## [WHAT THE TASK REQUIRES]
Which lines of the records below contain the string "streak", matched with case counting? Pick out each one and copy it in full.

## [Rows from a pointing dataset]
==============================

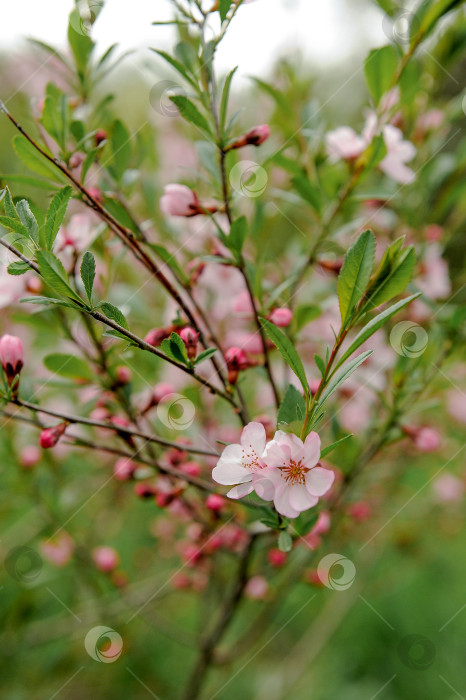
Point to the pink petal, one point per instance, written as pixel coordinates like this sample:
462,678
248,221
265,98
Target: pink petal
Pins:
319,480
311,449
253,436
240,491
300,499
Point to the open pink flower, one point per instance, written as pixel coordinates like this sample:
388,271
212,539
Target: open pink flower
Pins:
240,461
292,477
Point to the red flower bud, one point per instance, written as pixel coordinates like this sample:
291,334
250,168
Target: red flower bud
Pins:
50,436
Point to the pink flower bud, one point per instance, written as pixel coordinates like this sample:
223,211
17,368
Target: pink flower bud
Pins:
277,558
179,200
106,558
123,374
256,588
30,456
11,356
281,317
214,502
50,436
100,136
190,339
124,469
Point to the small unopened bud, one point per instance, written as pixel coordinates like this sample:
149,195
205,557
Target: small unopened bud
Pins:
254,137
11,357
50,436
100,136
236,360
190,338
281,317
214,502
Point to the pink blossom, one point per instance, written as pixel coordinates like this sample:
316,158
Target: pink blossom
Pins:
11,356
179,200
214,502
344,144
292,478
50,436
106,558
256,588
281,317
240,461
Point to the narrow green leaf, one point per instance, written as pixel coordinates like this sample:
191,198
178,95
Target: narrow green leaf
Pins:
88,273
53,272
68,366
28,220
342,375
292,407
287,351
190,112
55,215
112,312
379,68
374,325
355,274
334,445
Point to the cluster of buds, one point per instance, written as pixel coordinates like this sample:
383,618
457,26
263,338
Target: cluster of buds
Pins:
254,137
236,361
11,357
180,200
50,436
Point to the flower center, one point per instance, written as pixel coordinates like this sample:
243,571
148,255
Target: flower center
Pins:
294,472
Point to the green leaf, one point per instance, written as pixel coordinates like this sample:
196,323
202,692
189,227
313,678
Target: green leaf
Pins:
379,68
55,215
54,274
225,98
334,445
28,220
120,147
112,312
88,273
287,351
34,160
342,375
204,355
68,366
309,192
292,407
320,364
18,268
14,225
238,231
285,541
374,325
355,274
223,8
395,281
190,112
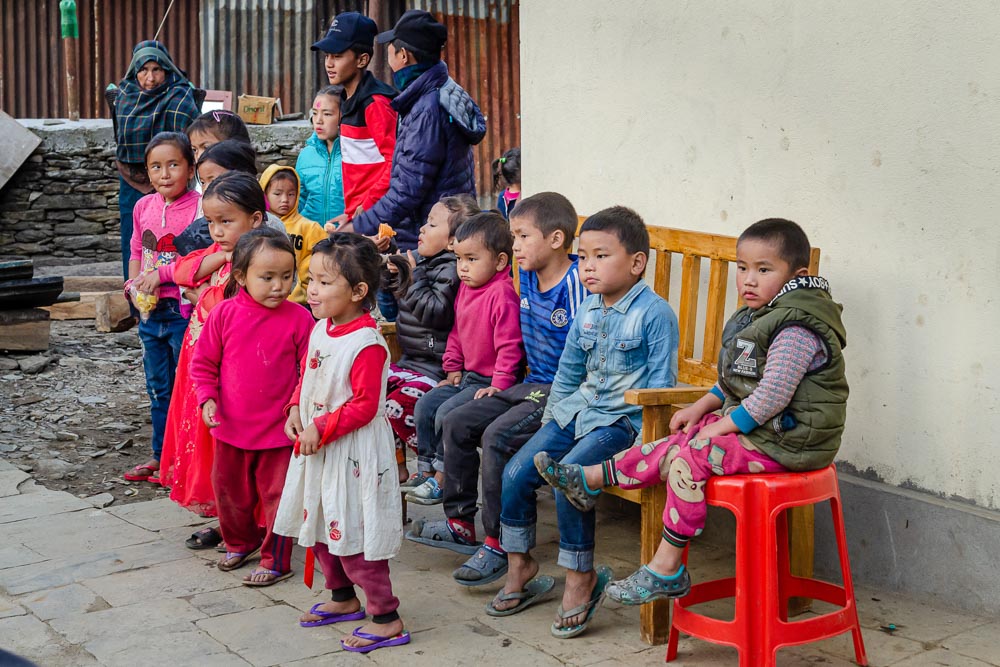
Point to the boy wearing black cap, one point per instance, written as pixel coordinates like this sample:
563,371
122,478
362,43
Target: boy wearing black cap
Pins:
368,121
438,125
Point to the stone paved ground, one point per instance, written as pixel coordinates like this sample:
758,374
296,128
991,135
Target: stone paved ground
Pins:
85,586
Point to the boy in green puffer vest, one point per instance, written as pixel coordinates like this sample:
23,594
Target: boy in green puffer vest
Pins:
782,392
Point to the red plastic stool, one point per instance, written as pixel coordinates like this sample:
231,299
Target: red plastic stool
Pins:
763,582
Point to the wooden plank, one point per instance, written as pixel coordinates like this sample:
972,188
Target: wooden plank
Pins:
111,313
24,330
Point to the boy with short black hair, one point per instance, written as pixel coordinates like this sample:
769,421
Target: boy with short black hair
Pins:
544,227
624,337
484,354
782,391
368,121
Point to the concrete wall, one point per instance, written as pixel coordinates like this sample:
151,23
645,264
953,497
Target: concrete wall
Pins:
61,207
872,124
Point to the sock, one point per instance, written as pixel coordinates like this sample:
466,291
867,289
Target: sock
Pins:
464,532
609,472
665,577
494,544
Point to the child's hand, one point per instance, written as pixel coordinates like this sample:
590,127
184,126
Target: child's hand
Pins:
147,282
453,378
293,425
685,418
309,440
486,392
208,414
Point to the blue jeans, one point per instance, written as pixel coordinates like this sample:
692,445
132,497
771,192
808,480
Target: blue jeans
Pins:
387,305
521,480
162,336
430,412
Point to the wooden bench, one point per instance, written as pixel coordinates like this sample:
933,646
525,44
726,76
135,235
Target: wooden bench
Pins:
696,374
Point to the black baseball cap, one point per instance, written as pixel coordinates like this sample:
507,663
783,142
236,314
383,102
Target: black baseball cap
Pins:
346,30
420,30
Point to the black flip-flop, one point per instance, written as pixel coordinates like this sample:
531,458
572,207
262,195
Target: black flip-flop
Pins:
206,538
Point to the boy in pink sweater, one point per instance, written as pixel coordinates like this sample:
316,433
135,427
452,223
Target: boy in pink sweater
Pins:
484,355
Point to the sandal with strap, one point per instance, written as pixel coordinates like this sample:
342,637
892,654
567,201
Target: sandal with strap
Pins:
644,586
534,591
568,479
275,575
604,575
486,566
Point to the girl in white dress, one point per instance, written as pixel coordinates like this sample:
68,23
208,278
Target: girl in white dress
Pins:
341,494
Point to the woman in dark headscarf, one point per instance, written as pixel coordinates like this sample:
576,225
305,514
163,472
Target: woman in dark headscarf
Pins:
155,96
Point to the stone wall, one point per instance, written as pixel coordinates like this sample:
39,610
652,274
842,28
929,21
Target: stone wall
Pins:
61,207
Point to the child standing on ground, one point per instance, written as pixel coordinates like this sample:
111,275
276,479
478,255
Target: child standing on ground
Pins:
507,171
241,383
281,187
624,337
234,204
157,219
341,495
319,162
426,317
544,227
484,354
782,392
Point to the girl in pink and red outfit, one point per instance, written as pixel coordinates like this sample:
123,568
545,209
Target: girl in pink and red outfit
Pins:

==============================

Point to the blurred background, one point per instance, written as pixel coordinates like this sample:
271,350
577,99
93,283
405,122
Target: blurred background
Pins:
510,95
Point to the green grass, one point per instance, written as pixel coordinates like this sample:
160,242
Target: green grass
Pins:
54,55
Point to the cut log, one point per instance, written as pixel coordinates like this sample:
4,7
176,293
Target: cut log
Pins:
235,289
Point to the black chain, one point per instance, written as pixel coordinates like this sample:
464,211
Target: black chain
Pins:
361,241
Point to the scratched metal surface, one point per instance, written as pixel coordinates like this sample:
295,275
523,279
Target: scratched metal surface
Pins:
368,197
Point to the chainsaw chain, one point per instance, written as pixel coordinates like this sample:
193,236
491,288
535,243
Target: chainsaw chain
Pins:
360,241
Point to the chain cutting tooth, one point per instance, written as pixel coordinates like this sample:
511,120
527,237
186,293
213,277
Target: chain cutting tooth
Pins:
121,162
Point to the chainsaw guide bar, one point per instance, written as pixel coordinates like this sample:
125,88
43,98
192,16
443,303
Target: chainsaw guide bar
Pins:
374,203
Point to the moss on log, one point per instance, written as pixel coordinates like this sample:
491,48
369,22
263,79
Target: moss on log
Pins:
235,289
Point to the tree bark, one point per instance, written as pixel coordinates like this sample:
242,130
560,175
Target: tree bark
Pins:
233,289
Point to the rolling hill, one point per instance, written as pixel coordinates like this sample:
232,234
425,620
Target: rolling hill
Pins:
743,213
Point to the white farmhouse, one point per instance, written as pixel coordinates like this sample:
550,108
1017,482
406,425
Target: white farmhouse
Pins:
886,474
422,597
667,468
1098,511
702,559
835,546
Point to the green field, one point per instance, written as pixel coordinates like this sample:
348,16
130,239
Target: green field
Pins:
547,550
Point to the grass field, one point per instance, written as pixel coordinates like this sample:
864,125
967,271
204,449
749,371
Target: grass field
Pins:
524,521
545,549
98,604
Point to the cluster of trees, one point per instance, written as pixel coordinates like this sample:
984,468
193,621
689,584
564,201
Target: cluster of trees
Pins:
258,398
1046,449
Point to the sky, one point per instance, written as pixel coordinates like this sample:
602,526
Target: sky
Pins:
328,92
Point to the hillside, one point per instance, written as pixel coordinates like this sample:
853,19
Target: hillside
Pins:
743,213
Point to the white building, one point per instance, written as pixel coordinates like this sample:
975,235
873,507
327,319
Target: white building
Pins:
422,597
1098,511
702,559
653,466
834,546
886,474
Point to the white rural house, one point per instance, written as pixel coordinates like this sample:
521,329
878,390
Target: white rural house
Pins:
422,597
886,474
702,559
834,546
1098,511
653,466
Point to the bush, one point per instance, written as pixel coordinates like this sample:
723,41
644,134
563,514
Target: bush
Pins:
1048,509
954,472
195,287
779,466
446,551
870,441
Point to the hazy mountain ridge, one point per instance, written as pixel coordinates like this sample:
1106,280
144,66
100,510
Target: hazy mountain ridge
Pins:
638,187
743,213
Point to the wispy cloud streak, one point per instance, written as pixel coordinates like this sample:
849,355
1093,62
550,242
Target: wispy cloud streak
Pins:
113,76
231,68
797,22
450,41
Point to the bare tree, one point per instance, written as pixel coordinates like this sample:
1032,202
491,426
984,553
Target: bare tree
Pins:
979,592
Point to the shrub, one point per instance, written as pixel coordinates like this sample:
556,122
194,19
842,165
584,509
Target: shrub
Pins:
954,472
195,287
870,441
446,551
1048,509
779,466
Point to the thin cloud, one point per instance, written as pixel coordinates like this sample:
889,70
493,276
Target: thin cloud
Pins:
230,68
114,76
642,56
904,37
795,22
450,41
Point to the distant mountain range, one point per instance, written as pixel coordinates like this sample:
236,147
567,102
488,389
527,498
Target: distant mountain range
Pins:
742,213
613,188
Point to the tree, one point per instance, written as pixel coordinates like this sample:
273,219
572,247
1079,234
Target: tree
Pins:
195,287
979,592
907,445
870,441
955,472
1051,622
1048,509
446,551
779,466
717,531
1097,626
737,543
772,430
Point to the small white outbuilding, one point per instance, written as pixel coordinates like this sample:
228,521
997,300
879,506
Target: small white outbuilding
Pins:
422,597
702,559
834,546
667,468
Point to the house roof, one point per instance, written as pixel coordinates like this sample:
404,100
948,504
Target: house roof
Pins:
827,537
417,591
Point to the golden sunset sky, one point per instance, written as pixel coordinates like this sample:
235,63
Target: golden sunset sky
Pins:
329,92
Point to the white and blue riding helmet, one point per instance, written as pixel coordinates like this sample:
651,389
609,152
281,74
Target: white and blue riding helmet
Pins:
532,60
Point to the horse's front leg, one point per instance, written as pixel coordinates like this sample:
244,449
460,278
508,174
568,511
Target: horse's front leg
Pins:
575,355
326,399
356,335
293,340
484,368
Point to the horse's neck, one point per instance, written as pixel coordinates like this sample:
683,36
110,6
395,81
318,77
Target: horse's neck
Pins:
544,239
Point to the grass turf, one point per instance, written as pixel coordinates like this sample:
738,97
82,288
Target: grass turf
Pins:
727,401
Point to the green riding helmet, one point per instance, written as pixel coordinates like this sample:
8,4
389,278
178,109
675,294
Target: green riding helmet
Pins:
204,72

==============================

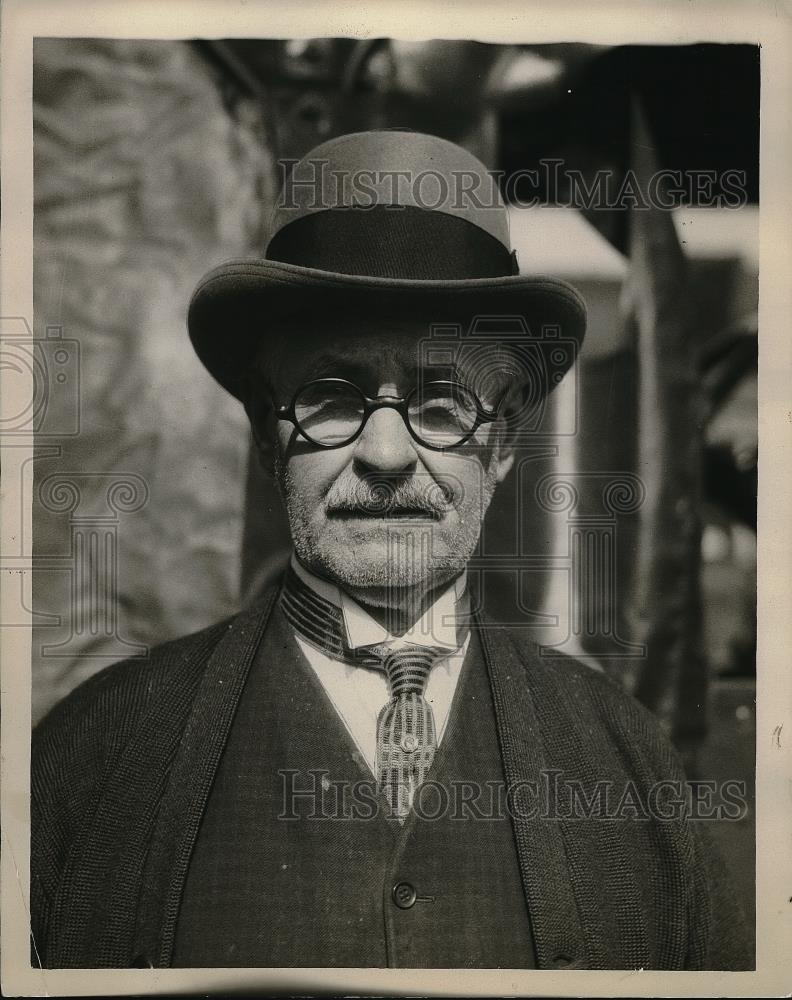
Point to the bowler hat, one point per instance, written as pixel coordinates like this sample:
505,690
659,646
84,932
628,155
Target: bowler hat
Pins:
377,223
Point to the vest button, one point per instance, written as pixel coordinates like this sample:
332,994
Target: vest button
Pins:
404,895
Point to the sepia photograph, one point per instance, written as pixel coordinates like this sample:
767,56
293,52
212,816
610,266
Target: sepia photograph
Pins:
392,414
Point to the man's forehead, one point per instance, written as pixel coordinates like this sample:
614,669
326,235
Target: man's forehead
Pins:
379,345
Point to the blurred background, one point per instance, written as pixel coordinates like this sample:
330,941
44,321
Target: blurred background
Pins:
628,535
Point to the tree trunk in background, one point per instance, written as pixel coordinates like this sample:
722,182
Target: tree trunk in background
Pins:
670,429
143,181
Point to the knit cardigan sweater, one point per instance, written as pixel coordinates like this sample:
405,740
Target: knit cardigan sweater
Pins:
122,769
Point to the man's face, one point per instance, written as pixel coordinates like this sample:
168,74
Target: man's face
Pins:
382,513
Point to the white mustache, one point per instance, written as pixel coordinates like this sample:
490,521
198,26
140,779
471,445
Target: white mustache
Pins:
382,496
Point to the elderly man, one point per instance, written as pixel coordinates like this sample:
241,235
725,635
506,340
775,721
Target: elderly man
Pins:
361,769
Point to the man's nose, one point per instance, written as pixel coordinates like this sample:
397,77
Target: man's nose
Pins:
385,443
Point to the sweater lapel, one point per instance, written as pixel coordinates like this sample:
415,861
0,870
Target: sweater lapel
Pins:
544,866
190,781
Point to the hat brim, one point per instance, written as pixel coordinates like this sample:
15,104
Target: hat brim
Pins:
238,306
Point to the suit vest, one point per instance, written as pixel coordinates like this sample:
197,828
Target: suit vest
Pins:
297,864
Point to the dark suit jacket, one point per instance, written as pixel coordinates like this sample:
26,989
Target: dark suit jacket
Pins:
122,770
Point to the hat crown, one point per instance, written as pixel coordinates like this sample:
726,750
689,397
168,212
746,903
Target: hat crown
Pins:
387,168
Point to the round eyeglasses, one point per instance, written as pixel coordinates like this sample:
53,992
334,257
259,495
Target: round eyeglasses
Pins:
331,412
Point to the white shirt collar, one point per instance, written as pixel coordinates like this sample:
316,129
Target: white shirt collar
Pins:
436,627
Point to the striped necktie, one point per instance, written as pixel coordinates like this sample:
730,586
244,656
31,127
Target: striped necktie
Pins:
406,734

==============================

## [EXERCISE RESULT]
Point to the wispy cloud streak, one point per instance, written as pixel coordinates like this sample:
Target: wispy cloud streak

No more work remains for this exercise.